* [PROBLEM STATEMENT]
Only the lines from the one containing "Identify every instance of the shrub" through the end of the material are to be echoed, each exactly as it appears.

^^^^^^^^^^^^^^^^

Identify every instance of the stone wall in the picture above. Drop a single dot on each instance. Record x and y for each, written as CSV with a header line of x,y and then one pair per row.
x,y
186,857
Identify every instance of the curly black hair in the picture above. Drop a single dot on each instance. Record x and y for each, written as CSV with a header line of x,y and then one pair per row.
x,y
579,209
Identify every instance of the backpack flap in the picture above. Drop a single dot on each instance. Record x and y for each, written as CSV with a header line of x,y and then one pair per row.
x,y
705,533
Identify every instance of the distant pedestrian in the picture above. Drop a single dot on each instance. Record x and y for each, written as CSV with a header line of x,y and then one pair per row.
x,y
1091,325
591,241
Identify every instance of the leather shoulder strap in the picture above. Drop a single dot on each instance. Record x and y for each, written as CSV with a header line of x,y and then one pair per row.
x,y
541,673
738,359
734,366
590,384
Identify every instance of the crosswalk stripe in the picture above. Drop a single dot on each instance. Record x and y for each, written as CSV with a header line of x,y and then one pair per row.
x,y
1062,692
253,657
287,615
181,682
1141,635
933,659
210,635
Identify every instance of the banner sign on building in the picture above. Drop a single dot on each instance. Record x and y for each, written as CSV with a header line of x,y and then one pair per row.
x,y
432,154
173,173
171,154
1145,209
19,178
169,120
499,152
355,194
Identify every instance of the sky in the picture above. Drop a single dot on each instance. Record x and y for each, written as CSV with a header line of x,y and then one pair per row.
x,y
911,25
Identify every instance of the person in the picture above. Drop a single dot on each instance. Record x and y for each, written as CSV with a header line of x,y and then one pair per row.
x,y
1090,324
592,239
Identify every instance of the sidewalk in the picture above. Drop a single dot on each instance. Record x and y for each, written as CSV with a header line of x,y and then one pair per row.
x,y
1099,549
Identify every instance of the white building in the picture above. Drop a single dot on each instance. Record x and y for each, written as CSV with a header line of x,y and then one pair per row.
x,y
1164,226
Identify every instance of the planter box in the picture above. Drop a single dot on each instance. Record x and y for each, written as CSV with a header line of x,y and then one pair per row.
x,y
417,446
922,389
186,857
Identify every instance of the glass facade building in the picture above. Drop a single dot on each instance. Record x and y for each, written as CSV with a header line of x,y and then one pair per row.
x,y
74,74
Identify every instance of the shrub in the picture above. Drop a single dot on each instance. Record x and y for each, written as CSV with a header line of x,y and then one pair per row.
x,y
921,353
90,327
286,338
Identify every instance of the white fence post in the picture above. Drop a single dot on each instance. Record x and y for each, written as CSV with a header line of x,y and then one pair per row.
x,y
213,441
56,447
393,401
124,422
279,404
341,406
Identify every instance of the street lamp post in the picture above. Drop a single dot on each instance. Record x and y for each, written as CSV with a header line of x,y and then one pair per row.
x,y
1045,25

^^^^^^^^^^^^^^^^

* [SOLUTION TO THIS PROBLEM]
Identify every instance of the shrub in the picture above. Drop a single dot on each instance. Record x and y for each, written as CSV with a header line of x,y and then one pair per row.
x,y
921,353
90,327
286,338
Identify every instance of the white fence post in the picture above. Drop a single dot on each instance. Record x and y for each, written as CSV with a header line of x,y and then one pair per row.
x,y
213,441
56,447
393,401
124,422
279,404
341,406
Identify every instance of the street lamp post in the picture above. Drop a single dot on each instance. Record x and y for each, written as CSV with a header line of x,y and then one pair per row.
x,y
1045,25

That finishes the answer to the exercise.